Live album by Mastodon
- Released: December 10, 2013
- Recorded: February 11, 2012
- Venue: Brixton Academy (London)
- Length: 93:42
- Label: Reprise

Mastodon chronology
| The Hunter (2011) | Live at Brixton (2013) | Once More 'Round the Sun (2014) |

= Live at Brixton (Mastodon album) =

Live at Brixton is the second live album by metal band Mastodon. It was released in December 2013 as a digital only release, and on April 19, 2014, as a Record Store Day exclusive Vinyl.

==Reception==
Pitchfork gave the album a positive review with Paul Thompson saying "If Mastodon never get around to a greatest hits package, Live at Brixton will do the trick".

TASKS FOR THIS EXERCISE:
**A.** Name every album listed in the Mastodon chronology in the Live at Brixton article, each with its year.
**B.** According to the Live at Brixton article, in what venue was the album recorded?

INFORMATION SHOWN:
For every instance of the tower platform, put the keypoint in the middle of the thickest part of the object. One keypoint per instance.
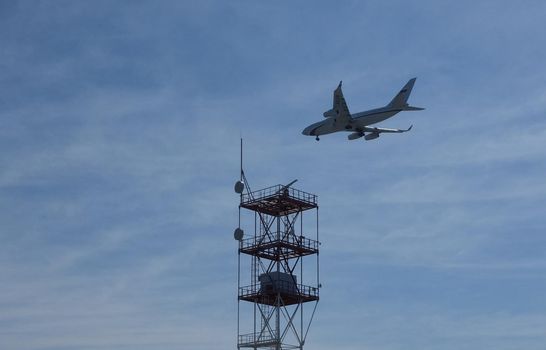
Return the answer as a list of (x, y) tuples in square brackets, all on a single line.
[(278, 200)]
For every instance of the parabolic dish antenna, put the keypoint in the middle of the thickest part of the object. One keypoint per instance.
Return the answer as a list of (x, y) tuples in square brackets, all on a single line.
[(239, 187), (238, 234)]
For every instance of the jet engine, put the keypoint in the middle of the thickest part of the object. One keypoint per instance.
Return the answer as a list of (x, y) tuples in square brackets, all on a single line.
[(330, 113), (355, 135), (371, 136)]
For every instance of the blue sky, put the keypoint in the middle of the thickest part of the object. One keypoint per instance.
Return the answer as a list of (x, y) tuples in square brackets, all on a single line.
[(120, 125)]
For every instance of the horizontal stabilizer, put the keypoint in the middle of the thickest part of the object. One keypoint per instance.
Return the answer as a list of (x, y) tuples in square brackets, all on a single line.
[(411, 108)]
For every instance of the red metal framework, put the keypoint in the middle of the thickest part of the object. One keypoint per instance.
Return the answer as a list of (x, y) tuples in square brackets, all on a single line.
[(276, 289)]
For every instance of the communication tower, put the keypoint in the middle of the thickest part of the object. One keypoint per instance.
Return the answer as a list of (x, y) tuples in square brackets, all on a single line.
[(272, 289)]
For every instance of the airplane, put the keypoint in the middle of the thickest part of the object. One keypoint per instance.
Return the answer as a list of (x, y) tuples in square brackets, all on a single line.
[(340, 119)]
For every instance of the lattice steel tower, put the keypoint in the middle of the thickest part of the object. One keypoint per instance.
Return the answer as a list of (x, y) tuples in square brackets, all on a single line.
[(273, 291)]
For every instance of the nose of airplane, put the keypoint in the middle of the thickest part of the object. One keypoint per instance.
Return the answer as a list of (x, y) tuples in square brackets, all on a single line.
[(308, 130)]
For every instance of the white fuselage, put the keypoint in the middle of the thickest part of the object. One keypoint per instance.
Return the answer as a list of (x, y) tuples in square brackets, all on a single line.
[(357, 122)]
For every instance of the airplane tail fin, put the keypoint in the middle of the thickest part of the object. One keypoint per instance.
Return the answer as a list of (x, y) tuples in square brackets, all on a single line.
[(401, 99)]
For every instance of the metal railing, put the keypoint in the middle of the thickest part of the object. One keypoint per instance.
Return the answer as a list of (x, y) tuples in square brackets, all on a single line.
[(274, 237), (275, 286), (279, 190), (257, 338)]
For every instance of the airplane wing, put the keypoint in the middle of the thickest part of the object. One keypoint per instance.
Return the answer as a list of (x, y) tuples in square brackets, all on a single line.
[(380, 130), (373, 133), (339, 110)]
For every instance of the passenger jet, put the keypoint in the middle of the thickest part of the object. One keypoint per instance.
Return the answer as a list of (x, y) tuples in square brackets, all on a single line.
[(339, 119)]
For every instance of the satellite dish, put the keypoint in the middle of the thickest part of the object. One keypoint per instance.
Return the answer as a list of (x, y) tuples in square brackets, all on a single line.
[(238, 234), (239, 187)]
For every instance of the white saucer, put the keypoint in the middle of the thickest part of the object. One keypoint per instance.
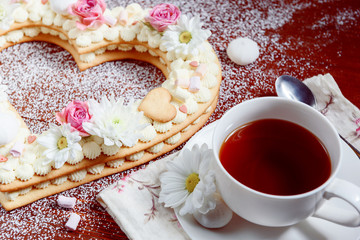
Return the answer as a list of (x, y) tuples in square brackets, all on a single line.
[(310, 229)]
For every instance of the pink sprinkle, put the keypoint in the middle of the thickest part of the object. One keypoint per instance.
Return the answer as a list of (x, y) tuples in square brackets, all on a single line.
[(3, 158), (73, 221), (183, 109), (194, 64), (182, 82), (31, 139), (66, 202), (195, 84)]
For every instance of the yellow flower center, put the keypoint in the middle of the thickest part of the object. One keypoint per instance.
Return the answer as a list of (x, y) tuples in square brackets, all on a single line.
[(191, 181), (62, 143), (117, 121), (185, 37)]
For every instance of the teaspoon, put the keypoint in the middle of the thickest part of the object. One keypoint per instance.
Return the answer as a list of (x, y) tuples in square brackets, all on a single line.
[(292, 88)]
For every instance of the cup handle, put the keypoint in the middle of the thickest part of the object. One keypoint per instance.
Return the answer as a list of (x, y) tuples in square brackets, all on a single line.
[(348, 192)]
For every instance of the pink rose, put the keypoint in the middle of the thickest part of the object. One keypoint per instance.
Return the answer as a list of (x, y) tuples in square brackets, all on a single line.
[(90, 13), (163, 15), (75, 113)]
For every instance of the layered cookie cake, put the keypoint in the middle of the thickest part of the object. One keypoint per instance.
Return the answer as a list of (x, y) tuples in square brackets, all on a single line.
[(99, 137)]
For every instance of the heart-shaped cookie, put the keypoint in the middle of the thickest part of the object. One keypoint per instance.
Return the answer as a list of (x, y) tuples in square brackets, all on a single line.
[(173, 112), (156, 105)]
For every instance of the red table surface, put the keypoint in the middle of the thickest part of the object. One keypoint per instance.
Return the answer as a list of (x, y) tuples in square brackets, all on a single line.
[(298, 38)]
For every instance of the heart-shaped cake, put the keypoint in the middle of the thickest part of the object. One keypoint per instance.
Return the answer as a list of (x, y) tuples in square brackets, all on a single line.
[(96, 138)]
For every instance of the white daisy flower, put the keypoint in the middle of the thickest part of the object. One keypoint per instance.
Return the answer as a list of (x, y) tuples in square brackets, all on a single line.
[(61, 144), (6, 10), (189, 183), (116, 123), (185, 37)]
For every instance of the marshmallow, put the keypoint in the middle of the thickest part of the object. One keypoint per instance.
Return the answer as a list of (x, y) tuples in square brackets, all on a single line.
[(243, 51), (195, 84), (201, 70), (66, 202), (73, 221)]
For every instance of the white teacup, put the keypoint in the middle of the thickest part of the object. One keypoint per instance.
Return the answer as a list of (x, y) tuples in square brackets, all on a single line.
[(273, 210)]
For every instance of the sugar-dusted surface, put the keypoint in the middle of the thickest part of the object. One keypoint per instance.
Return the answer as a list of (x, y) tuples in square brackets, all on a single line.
[(301, 38)]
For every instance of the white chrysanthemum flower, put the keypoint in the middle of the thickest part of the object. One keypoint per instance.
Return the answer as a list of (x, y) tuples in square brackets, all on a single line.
[(116, 123), (185, 37), (61, 144), (6, 10), (189, 183)]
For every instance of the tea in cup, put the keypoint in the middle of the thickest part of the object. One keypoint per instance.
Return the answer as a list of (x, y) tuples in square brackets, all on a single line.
[(277, 161)]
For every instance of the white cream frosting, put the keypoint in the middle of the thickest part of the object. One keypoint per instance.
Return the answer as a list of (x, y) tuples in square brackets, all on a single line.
[(24, 190), (9, 127), (88, 57), (109, 150), (79, 156), (97, 169), (162, 127), (20, 15), (203, 95), (91, 150), (148, 134), (24, 172), (135, 156), (186, 129), (15, 36), (156, 148), (42, 185), (41, 169), (115, 163), (209, 80), (180, 116), (11, 196), (174, 139), (31, 32), (59, 180), (191, 106), (6, 177), (61, 7)]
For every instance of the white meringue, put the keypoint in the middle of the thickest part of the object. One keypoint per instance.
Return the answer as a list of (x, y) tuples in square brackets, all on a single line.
[(243, 51)]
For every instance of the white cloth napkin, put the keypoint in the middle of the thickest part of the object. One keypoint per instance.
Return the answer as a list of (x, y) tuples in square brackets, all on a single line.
[(340, 111), (133, 201)]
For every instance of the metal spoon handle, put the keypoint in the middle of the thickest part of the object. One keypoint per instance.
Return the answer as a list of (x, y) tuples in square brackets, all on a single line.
[(357, 152)]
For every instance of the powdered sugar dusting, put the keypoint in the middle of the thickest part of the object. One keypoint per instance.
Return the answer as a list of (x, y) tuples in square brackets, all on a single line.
[(42, 78)]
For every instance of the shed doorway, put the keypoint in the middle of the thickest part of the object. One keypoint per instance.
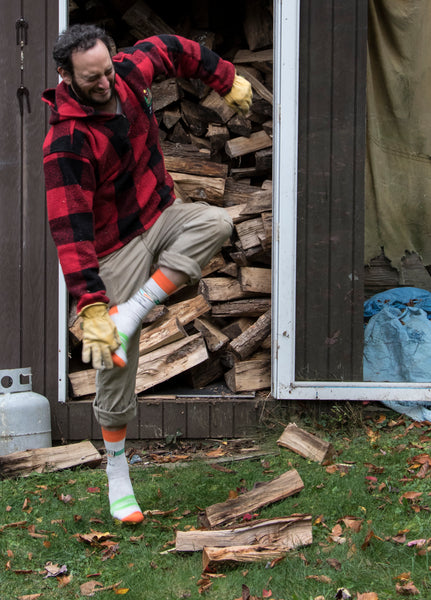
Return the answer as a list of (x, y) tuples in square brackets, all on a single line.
[(319, 208)]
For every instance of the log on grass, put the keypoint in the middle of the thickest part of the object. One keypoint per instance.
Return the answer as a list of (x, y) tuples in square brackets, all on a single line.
[(306, 444), (214, 338), (249, 307), (207, 189), (153, 338), (277, 489), (255, 280), (281, 532), (245, 145), (48, 460)]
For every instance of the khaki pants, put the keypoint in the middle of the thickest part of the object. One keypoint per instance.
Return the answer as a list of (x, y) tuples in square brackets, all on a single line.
[(185, 237)]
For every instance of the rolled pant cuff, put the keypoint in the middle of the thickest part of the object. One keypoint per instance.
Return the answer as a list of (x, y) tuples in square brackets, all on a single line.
[(110, 419)]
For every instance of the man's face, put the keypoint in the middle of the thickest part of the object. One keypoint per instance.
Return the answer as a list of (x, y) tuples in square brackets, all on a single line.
[(93, 76)]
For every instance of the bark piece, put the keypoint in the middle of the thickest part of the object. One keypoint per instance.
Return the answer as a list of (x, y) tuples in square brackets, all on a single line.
[(304, 443), (48, 460), (216, 289), (249, 341)]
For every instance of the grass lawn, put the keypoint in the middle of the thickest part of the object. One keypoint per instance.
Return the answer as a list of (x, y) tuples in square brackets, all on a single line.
[(58, 540)]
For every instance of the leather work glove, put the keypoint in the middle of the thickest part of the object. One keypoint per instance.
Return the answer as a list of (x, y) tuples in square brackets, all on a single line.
[(100, 336), (240, 96)]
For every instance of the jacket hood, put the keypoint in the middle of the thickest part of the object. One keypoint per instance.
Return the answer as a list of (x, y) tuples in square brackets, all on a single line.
[(65, 105)]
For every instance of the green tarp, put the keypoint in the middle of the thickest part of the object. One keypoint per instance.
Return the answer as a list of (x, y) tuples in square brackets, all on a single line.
[(398, 165)]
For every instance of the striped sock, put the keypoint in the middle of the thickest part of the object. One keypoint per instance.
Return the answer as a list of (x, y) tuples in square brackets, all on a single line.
[(122, 500), (128, 315)]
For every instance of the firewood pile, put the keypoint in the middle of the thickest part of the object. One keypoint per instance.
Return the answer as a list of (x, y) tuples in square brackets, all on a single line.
[(218, 330)]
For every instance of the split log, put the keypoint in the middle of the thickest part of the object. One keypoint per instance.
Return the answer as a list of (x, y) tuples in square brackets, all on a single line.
[(306, 444), (248, 342), (281, 532), (212, 557), (255, 280), (251, 374), (245, 145), (277, 489), (246, 56), (250, 233), (48, 460), (214, 338), (250, 307), (168, 361)]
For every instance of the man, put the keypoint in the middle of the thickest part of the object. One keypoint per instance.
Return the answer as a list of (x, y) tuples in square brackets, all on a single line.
[(113, 214)]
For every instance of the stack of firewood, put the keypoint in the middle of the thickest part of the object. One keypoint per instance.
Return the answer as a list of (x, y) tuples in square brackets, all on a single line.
[(219, 329)]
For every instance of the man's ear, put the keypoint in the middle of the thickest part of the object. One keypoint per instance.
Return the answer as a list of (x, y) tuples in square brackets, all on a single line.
[(65, 75)]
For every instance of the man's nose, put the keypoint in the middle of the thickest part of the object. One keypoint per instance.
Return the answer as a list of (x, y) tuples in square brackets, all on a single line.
[(103, 83)]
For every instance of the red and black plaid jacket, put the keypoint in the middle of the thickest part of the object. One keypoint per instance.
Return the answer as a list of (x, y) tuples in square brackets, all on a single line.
[(105, 176)]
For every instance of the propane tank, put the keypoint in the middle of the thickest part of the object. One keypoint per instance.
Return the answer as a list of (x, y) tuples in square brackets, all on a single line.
[(25, 418)]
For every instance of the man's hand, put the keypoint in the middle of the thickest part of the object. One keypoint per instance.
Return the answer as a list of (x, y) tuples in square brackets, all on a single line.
[(100, 337), (240, 96)]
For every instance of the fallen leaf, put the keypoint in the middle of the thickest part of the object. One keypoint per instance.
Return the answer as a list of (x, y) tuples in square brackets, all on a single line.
[(334, 563), (320, 578), (90, 587), (53, 570), (370, 535), (353, 523)]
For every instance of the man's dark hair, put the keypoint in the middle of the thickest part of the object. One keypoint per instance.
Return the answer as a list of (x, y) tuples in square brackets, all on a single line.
[(77, 37)]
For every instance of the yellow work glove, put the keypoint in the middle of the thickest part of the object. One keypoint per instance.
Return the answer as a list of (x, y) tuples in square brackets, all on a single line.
[(100, 336), (240, 96)]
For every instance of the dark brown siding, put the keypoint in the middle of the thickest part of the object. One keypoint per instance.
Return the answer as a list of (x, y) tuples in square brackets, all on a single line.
[(331, 190), (28, 269)]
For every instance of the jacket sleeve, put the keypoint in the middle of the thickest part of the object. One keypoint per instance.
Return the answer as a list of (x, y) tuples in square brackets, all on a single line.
[(176, 56), (70, 185)]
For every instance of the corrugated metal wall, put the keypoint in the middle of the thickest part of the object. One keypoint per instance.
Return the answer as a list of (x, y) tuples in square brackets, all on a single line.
[(28, 269), (330, 264)]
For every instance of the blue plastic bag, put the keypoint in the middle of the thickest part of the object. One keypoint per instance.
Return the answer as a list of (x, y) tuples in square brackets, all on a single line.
[(397, 345)]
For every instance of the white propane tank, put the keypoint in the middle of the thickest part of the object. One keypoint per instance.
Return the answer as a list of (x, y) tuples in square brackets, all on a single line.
[(25, 417)]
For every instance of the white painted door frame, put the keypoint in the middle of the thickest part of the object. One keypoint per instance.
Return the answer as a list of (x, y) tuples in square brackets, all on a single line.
[(284, 386)]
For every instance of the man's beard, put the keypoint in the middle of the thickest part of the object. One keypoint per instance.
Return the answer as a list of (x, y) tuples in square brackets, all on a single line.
[(89, 99)]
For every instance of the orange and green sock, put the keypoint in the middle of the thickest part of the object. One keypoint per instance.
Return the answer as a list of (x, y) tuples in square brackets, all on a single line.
[(128, 316), (122, 501)]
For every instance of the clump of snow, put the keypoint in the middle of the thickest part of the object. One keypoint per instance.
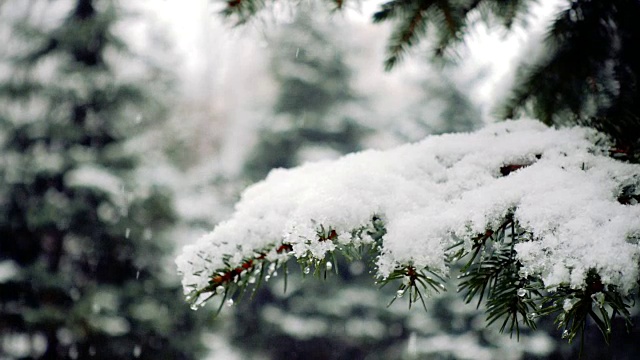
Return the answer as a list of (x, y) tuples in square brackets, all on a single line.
[(562, 188)]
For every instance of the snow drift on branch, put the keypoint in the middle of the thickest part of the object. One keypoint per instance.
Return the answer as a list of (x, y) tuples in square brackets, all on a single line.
[(558, 184)]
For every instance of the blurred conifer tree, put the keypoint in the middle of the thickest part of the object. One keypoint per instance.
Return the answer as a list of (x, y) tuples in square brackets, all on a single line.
[(81, 247)]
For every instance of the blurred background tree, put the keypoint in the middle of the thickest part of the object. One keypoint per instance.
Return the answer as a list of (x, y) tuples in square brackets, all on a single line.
[(314, 112), (83, 266)]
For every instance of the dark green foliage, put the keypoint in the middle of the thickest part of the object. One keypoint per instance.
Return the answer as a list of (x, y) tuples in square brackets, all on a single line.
[(84, 242), (589, 74)]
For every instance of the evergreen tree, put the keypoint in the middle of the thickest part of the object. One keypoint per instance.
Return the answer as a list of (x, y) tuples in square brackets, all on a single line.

THE REPLIES:
**A.**
The Hunter (2011)
Live at Brixton (2013)
Once More 'Round the Sun (2014)

**B.** Brixton Academy in London.